**Exercise requirements:**
List every line in the listing below that contains the string "wall". Case counts.

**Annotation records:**
-- begin --

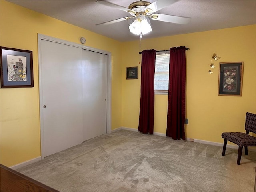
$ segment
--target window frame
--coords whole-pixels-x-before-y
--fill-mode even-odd
[[[169,55],[169,60],[170,60],[170,50],[165,50],[165,51],[161,51],[157,52],[156,54],[156,57],[157,55],[162,55],[162,54],[168,54]],[[169,62],[169,61],[168,61]],[[169,72],[169,70],[168,70],[168,72]],[[169,74],[168,74],[169,75]],[[156,90],[154,86],[154,90],[155,94],[156,95],[168,95],[169,90]]]

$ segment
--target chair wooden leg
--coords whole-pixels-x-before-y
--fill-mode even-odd
[[[242,152],[243,151],[243,147],[238,146],[238,154],[237,156],[237,162],[236,164],[240,164],[240,161],[241,161],[241,157],[242,157]]]
[[[248,155],[248,149],[247,147],[244,147],[244,152],[246,155]]]
[[[228,140],[224,139],[224,143],[223,143],[223,149],[222,149],[222,156],[225,156],[225,152],[226,152],[226,148],[227,146],[227,143]]]

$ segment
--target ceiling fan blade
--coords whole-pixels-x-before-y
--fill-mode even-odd
[[[121,10],[122,11],[124,11],[126,12],[134,12],[134,11],[128,8],[127,8],[126,7],[122,7],[122,6],[120,6],[120,5],[117,5],[116,4],[114,4],[114,3],[111,3],[107,1],[96,1],[96,2],[100,3],[100,4],[102,4],[102,5],[104,5],[106,6],[108,6],[110,7],[112,7],[112,8],[115,8],[116,9],[119,9],[119,10]]]
[[[174,15],[165,15],[155,13],[150,16],[150,18],[153,20],[164,21],[169,23],[177,23],[178,24],[186,24],[189,22],[191,19],[190,17],[180,17]]]
[[[149,12],[154,13],[177,1],[156,1],[146,7],[145,10],[148,9]]]
[[[123,17],[123,18],[120,18],[120,19],[115,19],[114,20],[112,20],[112,21],[107,21],[106,22],[104,22],[103,23],[99,23],[98,24],[96,24],[96,25],[109,25],[110,24],[112,24],[113,23],[117,23],[118,22],[120,22],[120,21],[125,21],[126,20],[127,20],[129,19],[130,19],[131,18],[132,18],[134,17]]]

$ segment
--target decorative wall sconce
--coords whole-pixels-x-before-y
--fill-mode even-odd
[[[220,58],[221,58],[220,57],[219,57],[216,53],[214,53],[213,56],[212,56],[212,58],[213,59],[216,61],[218,59],[220,59]]]
[[[212,63],[212,64],[210,65],[210,67],[211,67],[211,68],[214,68],[214,67],[216,67],[216,66],[215,66],[213,64],[213,63]]]
[[[208,71],[208,72],[209,73],[210,73],[210,74],[211,74],[213,73],[213,72],[212,72],[210,69],[210,70],[209,70],[209,71]]]

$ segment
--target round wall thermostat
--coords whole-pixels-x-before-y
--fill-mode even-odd
[[[86,40],[85,39],[85,38],[82,37],[80,38],[80,41],[81,41],[81,42],[83,44],[84,44],[86,42]]]

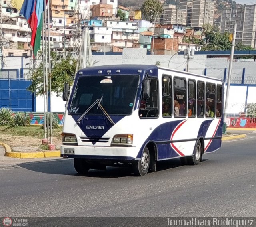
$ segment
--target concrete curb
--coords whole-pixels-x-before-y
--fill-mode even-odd
[[[244,137],[246,137],[246,135],[245,134],[241,134],[241,135],[237,135],[236,136],[225,136],[222,137],[221,140],[234,140],[235,139],[239,139],[240,138],[243,138]]]
[[[53,158],[60,157],[60,150],[52,150],[51,151],[42,151],[41,152],[12,152],[11,148],[7,144],[0,142],[0,145],[4,147],[5,150],[5,156],[11,158]]]
[[[227,130],[241,130],[243,131],[256,131],[256,128],[227,128]]]

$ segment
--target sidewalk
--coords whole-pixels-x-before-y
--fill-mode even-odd
[[[12,152],[6,144],[0,142],[0,156],[6,156],[18,158],[60,157],[60,150],[47,150],[39,152]]]

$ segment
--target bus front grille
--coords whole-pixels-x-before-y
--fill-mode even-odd
[[[109,137],[100,137],[98,136],[80,137],[80,139],[82,142],[91,142],[92,143],[107,143],[110,139],[110,138]]]

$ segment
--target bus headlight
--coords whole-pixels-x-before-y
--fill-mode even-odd
[[[113,138],[111,145],[131,145],[133,141],[133,134],[119,134],[115,135]]]
[[[62,141],[63,143],[77,143],[76,137],[74,134],[62,133],[61,134]]]

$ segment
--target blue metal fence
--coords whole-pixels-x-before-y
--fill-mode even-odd
[[[35,111],[34,93],[27,90],[29,80],[0,79],[0,108],[9,107],[13,111]]]

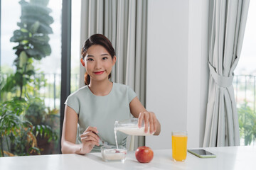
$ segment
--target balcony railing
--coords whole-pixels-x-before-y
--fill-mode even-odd
[[[248,106],[255,113],[256,76],[235,76],[233,86],[238,108],[247,102]]]

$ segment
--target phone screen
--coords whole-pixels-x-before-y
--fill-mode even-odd
[[[205,149],[190,149],[190,150],[200,155],[214,155],[214,154],[206,151]]]

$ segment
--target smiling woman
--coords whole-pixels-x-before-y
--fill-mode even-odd
[[[138,127],[142,120],[146,127],[149,125],[146,133],[158,135],[160,124],[154,113],[146,110],[130,87],[109,80],[116,62],[111,42],[103,35],[92,35],[81,54],[85,86],[70,94],[65,103],[63,153],[100,152],[99,136],[110,145],[124,147],[127,135],[121,133],[115,140],[113,126],[116,120],[129,119],[130,114],[139,118]]]

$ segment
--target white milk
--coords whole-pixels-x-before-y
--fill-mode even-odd
[[[119,152],[117,153],[117,151]],[[107,160],[121,160],[125,159],[127,152],[122,149],[110,149],[104,150],[103,157]]]
[[[139,128],[139,127],[119,127],[116,128],[114,130],[129,135],[148,136],[153,135],[153,133],[150,133],[149,128],[148,132],[145,133],[145,127],[142,127],[141,128]]]

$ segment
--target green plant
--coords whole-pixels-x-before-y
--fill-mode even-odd
[[[20,28],[14,31],[10,40],[18,43],[13,48],[17,55],[14,61],[16,72],[11,76],[12,82],[8,84],[9,89],[19,87],[20,98],[23,95],[23,87],[31,82],[31,76],[35,74],[33,60],[40,60],[51,53],[48,34],[53,33],[50,25],[53,19],[49,16],[51,10],[47,7],[48,1],[30,0],[28,3],[21,0],[19,2],[21,16],[17,25]]]
[[[57,139],[56,132],[48,123],[53,110],[36,97],[46,80],[35,76],[33,65],[35,60],[41,60],[51,53],[48,34],[53,33],[50,25],[53,19],[49,15],[48,1],[19,1],[21,16],[17,25],[20,28],[10,40],[18,42],[13,48],[17,55],[14,62],[16,70],[0,79],[0,156],[40,154],[37,137],[48,142]]]
[[[23,119],[26,101],[14,98],[0,103],[0,146],[1,157],[40,154],[32,124]],[[4,144],[6,144],[6,148]]]
[[[238,108],[238,122],[240,136],[245,139],[245,145],[250,145],[256,140],[256,113],[247,102]]]
[[[53,139],[57,140],[57,134],[51,128],[52,124],[48,120],[49,118],[55,113],[49,108],[46,108],[44,101],[40,98],[28,94],[26,98],[27,107],[25,111],[25,118],[33,124],[36,137],[40,134],[41,137],[47,137],[48,142]]]

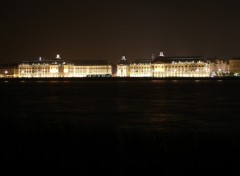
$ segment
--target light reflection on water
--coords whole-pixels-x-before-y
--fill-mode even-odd
[[[1,156],[13,166],[117,168],[119,175],[227,171],[240,156],[239,87],[202,80],[1,84]]]

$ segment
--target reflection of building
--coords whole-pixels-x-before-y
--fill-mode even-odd
[[[229,60],[229,72],[231,74],[240,74],[240,58],[233,58]]]

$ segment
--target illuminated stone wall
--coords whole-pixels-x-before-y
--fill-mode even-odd
[[[130,77],[152,77],[152,65],[149,64],[130,64]]]
[[[86,77],[91,75],[112,75],[111,65],[76,65],[73,69],[73,77]]]
[[[19,77],[86,77],[112,74],[111,65],[20,64]]]
[[[229,72],[231,74],[240,74],[240,59],[229,60]]]
[[[229,74],[229,64],[225,60],[213,60],[210,62],[211,76],[223,76]]]
[[[153,77],[209,77],[210,65],[205,62],[172,62],[153,64]]]
[[[55,64],[20,64],[19,77],[63,77],[62,65]]]
[[[117,77],[129,77],[129,65],[117,65]]]

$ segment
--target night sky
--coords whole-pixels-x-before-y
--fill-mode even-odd
[[[0,62],[240,56],[239,17],[229,0],[3,0]]]

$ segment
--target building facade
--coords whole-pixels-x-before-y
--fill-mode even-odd
[[[229,60],[229,72],[231,75],[240,75],[240,58]]]
[[[163,52],[153,59],[137,59],[129,63],[125,56],[114,67],[116,77],[214,77],[240,75],[240,58],[221,60],[203,57],[165,57]],[[0,77],[112,77],[113,66],[106,60],[65,61],[55,59],[23,61],[0,65]]]
[[[122,57],[120,62],[117,64],[117,77],[129,77],[130,72],[129,72],[129,63],[126,59],[125,56]]]
[[[112,66],[105,60],[66,62],[53,60],[24,61],[18,65],[18,76],[27,77],[93,77],[112,75]]]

-- end --

**Written answer:**
--target decorative wall sconce
--target round wall thermostat
--target illuminated stone wall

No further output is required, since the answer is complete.